_Texto proporcionado_
┄┄┄┄┄┄┄┄┄┄

La amistad y la admiración mutua unieron a Alicia Alonso y Alejo Carpentier durante muchos años. Cuando la gran bailarina, en la etapa inicial de su carrera, se presentó en Caracas –era el año 1951–, el escritor cubano residía en Venezuela, donde publicaba en El Nacional su columna periodística “Letra y Solfa”.
En homenaje a Alicia Alonso recién fallecida publicamos tres crónicas de esta visita de la bailarina cubana. El penetrante ojo crítico de Carpentier subraya las características y los valores que ya entonces revelaba el arte de Alicia.
El cisne negro
Por Alejo Carpentier
El Teatro Municipal repleto hasta el tope, con espectadores en los pasillos, adosados a los palcos, apretujados en las escaleras. Ocho, diez, doce llamadas a escena. El público no acaba de abandonar la sala, esperando que el director de orquesta alce la batuta y se asista a una improbable repetición del final o al bis de una de las variaciones. Una joven grita: “¡Aplaudan! ¡No dejen de aplaudir!”. Y una última ovación, apoyada por clamores de entusiasmo se prende en esa sala muy de fin de siglo, cuyos astrágalos dorados, rosetones, terciopelos y alegorías, representan graciosamente, esta noche, un decorativismo Segundo Imperio, que es ya inseparable del ballet clásico –sobre todo si ese ballet clásico ha sido danzado sobre una música de Chaikovsky.
Ahora que el telón ha caído sobre el famoso Pas de deux del tercer acto del Lago de los cisnes, la imagen de Alicia Alonso, tal como la contemplamos en la escena, sigue vive en nuestra memoria. Una vez más, con su Cisne negro, ha promovido el milagro que consiste en emocionarnos en lo más hondo, con algo que, más que el talento de una artista, más que una labor personal, es como la suprema ilustración de un estilo, de una forma imperecedera del arte coreográfico. Ha alcanzado ese momento milagroso en que la intérprete deja de ser una persona, para hacerse, sencillamente, una verdad. O sea que una de las tres o cuatro verdades posible en el dominio del ballet clásico se nos manifestó, de modo inolvidable, a través del genio de la danza que anima a Alicia Alonso.
En la danza clásica, Alicia Alonso adquiere una gravedad, una majestad, que establecen, entre el público y ella, esa necesaria distancia, ese deslinde invisible, requeridos por ciertas altas categorías del arte. Esa mujer riente y sencilla en la vida cotidiana, cobra de pronto, con una total sumisión de la fisonomía a la sintaxis del gesto, con una cierta impasibilidad del rostro, que se hace perfil estatuario cuando, vuelto hacia un hombro, remata la plástica de un movimiento, un carácter de ser intangible, situado fuera de nuestro ámbito, que resulta la suprema conquista de una técnica puesta al servicio de la intuición y la inteligencia de la danza.

┄┄┄┄┄┄┄┄┄┄

_Datos de trabajo_
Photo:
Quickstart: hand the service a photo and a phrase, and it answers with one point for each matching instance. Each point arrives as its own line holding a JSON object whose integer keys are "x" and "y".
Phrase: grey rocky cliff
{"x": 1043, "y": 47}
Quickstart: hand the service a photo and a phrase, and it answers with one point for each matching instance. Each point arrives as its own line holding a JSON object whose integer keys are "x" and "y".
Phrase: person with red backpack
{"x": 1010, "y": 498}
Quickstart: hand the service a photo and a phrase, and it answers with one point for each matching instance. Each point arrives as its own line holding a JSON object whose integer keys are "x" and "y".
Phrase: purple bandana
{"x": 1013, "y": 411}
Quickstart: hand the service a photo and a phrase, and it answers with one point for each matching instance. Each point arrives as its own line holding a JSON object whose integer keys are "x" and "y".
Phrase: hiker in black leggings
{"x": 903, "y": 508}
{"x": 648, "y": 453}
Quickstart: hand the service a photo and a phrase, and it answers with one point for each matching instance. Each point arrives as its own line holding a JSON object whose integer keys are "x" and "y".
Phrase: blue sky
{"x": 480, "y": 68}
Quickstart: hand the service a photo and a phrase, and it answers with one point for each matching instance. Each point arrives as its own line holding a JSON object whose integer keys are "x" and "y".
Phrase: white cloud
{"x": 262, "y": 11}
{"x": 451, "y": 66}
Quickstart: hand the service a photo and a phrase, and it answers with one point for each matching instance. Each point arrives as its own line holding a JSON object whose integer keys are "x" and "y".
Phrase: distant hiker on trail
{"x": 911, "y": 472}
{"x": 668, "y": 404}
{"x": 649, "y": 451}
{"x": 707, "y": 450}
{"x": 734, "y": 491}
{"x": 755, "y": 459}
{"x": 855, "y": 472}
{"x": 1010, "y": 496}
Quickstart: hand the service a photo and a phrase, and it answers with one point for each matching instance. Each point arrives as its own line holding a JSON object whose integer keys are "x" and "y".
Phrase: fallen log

┄┄┄┄┄┄┄┄┄┄

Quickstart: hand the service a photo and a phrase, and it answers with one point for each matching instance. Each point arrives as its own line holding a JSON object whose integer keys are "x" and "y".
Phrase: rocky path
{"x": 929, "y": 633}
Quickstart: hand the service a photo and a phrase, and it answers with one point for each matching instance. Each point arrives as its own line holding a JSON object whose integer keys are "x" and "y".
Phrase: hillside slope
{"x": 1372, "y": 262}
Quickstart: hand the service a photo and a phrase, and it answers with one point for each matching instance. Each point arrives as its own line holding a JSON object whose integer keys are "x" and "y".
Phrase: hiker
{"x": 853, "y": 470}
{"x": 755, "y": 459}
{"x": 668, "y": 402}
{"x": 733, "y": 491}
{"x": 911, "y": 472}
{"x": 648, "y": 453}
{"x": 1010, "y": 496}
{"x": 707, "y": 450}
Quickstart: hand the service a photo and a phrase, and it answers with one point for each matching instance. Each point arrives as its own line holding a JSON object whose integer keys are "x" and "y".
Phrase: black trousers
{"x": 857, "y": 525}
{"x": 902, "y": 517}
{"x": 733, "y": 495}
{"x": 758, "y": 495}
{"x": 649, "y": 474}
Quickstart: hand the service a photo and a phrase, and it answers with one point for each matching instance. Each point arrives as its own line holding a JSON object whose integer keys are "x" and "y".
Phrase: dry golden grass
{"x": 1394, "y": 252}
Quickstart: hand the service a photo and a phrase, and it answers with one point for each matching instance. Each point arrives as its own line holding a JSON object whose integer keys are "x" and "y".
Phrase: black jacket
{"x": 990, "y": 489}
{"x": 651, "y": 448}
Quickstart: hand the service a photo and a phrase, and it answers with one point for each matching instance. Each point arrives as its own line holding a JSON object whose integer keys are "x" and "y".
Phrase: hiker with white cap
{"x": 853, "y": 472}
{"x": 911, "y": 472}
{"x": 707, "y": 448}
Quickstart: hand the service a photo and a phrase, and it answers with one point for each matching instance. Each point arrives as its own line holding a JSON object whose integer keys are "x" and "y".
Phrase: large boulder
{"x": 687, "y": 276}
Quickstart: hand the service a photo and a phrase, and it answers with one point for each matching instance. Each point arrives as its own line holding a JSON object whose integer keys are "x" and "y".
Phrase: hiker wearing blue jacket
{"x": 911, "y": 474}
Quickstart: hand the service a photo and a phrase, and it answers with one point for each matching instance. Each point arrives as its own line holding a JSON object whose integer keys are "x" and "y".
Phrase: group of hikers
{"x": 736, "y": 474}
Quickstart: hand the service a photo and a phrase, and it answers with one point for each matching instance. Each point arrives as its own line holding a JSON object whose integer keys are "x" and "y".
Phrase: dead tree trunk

┄┄┄┄┄┄┄┄┄┄

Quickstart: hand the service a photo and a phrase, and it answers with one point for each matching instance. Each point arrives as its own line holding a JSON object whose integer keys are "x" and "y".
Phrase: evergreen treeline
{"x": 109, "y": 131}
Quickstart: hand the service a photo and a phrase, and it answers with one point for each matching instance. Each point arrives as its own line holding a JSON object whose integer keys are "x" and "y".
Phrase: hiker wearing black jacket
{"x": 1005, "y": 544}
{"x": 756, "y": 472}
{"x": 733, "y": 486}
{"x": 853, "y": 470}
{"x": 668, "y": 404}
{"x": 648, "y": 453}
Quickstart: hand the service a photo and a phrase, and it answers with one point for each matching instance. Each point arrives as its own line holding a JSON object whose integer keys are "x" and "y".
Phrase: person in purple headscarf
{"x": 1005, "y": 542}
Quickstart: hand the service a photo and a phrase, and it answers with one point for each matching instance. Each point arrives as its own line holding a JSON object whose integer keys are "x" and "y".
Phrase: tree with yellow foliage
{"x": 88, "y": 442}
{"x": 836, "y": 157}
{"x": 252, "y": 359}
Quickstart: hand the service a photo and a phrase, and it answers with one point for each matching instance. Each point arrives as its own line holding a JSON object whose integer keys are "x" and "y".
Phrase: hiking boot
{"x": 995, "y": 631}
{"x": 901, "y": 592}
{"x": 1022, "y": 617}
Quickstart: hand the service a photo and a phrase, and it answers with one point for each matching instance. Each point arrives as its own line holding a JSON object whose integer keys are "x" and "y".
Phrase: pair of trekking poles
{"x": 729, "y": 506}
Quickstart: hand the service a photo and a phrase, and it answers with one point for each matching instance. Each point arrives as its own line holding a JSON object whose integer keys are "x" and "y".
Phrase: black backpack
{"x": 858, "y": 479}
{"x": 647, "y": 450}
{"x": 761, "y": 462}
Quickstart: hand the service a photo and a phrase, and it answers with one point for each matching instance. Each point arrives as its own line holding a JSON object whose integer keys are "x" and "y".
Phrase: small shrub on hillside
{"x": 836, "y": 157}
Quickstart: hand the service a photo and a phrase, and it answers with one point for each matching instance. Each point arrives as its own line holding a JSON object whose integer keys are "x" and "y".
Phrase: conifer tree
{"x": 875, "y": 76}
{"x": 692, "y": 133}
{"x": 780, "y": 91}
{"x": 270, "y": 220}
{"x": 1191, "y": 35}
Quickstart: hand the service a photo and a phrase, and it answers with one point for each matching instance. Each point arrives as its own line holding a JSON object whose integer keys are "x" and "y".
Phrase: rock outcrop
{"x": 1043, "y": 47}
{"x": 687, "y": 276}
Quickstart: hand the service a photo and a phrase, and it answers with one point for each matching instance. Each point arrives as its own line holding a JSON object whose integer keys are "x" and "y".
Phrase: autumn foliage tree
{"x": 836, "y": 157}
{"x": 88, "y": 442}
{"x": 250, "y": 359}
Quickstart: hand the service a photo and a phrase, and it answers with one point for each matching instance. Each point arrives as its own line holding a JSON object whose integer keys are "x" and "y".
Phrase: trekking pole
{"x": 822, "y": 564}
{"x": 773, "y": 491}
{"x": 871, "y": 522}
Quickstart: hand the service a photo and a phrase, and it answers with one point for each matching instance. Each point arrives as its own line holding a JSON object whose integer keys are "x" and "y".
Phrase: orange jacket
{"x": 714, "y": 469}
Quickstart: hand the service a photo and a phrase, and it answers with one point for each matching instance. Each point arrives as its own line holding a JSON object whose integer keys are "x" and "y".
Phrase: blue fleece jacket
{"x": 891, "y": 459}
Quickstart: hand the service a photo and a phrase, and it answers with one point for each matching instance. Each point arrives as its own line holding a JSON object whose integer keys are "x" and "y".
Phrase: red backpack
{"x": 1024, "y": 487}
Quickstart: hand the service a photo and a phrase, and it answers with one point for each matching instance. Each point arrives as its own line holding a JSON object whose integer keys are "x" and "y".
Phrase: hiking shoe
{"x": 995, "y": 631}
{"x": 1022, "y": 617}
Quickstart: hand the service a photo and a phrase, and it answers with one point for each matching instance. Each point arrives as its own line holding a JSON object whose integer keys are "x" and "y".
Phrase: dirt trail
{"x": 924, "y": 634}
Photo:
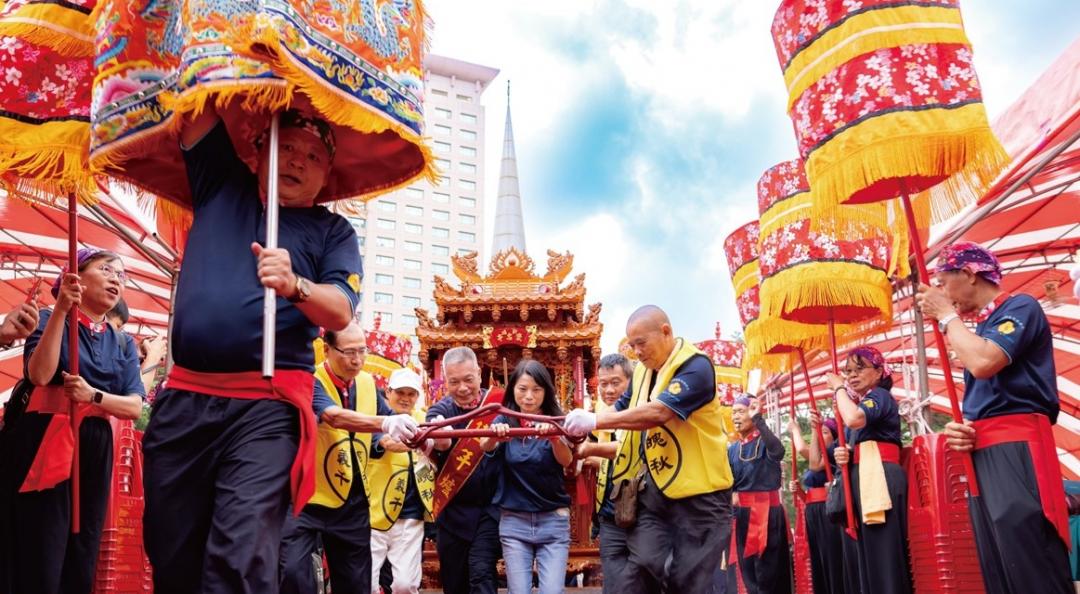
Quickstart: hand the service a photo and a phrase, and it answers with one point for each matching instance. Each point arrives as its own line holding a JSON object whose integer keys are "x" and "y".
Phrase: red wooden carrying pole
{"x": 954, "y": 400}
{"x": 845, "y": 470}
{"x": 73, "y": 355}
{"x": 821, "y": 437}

┄┄┄┄┄┄┄┄┄┄

_Tareas_
1. Según el texto proporcionado, ¿en qué año se presentó Alicia Alonso en Caracas?
2. Cuenta cuántas líneas de las filas contienen la palabra "black" y da solo esa cifra.
El texto proporcionado y las filas proceden de fuentes distintas.

_Respuestas_
1. En 1951.

2. 5